__Job__.
Copy all of the records below word for word, changing nothing.

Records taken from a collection
^^^^^^^^

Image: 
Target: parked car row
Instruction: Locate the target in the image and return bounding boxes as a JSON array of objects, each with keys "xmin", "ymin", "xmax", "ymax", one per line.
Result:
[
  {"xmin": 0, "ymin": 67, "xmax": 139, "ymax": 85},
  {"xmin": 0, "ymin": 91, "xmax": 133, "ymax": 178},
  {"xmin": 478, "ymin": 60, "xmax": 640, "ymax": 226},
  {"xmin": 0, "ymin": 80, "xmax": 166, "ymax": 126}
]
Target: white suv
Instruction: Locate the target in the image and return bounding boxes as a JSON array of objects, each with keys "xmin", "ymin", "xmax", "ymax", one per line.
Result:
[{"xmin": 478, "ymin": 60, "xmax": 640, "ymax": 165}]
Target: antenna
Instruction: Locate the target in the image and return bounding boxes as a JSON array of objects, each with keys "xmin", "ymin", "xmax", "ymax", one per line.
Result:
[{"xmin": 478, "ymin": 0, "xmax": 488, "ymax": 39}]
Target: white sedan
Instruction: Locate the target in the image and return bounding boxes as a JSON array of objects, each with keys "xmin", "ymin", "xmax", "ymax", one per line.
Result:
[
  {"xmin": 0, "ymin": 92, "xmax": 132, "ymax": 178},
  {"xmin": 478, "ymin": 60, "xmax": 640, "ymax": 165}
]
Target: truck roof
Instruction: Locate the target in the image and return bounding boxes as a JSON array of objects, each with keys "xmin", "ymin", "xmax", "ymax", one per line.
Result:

^^^^^^^^

__Answer to this problem__.
Image: 
Target: parked car row
Instruction: Locate the target in the image and return bounding boxes as a JSON array of objects, each with keys "xmin", "ymin", "xmax", "ymax", one per line.
Result:
[
  {"xmin": 0, "ymin": 67, "xmax": 139, "ymax": 85},
  {"xmin": 0, "ymin": 91, "xmax": 133, "ymax": 178},
  {"xmin": 478, "ymin": 60, "xmax": 640, "ymax": 226},
  {"xmin": 0, "ymin": 80, "xmax": 166, "ymax": 126}
]
Target: white suv
Instruction: Locate the target in the image and return bounding boxes as a JSON array of objects, each with keys "xmin", "ymin", "xmax", "ymax", one per line.
Result:
[{"xmin": 478, "ymin": 60, "xmax": 640, "ymax": 165}]
Target: antenna
Instruction: Locate the target in the image and return bounding boxes as a JSON array of objects, each with keys "xmin", "ymin", "xmax", "ymax", one per line.
Result:
[{"xmin": 478, "ymin": 0, "xmax": 488, "ymax": 39}]
Target: white sedan
Instruction: Locate the target in the image and return bounding boxes as a JSON array of objects, each with keys "xmin", "ymin", "xmax", "ymax", one per line.
Result:
[
  {"xmin": 0, "ymin": 92, "xmax": 132, "ymax": 178},
  {"xmin": 478, "ymin": 60, "xmax": 640, "ymax": 165}
]
Target: truck roof
Instruction: Locate the target in the image and return bounding boxes as a JSON array of objects, each with keys "xmin", "ymin", "xmax", "ymax", one per line.
Result:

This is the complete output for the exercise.